Short problem: Write out the following lines verbatim, everything from the line containing "Please segment every instance of the older" down through the line containing "180), (424, 118)]", with both of those lines included.

Rows from a dataset:
## BEGIN

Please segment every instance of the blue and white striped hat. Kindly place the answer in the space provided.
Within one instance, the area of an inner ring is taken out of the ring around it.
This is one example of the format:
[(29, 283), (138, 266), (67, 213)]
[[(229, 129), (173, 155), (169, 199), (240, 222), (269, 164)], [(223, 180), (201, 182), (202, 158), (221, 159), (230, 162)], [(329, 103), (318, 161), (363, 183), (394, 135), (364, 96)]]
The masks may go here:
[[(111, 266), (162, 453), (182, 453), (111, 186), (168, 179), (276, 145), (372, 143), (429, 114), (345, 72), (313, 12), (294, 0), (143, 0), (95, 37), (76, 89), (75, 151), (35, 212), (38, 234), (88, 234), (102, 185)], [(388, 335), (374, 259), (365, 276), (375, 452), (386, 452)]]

## END
## BEGIN

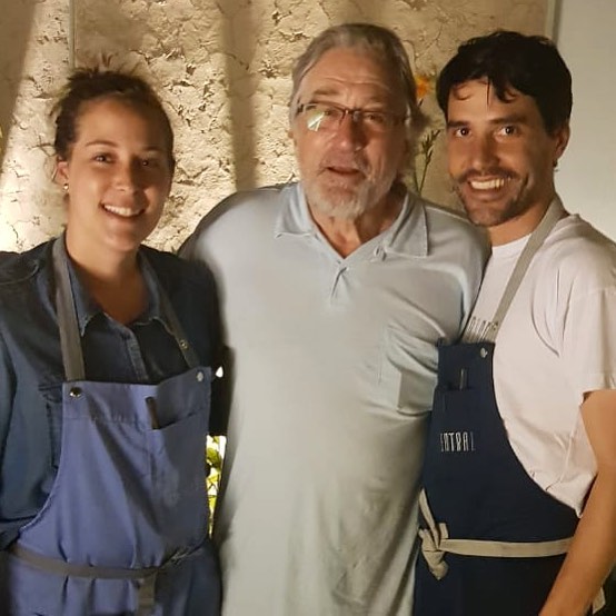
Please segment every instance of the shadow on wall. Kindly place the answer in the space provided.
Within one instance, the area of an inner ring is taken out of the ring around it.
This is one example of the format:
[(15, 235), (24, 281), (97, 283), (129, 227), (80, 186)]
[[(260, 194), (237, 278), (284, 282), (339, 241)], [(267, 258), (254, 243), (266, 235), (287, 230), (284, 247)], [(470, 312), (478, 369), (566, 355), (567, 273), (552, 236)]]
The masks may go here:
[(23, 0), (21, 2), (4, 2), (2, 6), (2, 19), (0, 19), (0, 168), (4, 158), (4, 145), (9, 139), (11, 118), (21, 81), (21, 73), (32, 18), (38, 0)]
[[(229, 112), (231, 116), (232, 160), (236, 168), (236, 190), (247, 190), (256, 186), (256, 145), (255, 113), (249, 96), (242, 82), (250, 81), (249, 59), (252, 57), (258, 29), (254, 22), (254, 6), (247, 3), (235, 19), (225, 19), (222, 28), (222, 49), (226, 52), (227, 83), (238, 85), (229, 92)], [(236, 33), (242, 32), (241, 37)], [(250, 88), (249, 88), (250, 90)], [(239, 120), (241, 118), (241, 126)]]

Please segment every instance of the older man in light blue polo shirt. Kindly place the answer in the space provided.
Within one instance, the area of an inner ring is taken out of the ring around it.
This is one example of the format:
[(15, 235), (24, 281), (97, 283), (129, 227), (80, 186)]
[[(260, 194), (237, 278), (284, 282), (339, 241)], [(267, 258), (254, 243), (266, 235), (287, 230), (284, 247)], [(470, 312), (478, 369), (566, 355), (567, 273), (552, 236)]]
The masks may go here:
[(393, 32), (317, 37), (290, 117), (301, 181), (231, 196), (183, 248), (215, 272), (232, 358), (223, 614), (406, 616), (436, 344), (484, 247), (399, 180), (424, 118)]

## END

Reply:
Please segment every instance of the older man in light blue polo shirt. Kindly place the answer in the space provided.
Within one instance, the area of an inner ring is taken out of the ring around it.
This is one example of the format:
[(15, 235), (24, 281), (97, 283), (129, 227), (80, 186)]
[[(260, 194), (237, 278), (284, 282), (339, 241)], [(267, 258), (254, 243), (266, 235), (287, 230), (284, 247)], [(470, 312), (478, 369), (566, 355), (567, 273), (552, 236)]]
The masks may go here:
[(393, 32), (317, 37), (290, 117), (301, 181), (231, 196), (183, 248), (215, 272), (232, 358), (223, 614), (406, 616), (436, 344), (484, 247), (399, 180), (424, 118)]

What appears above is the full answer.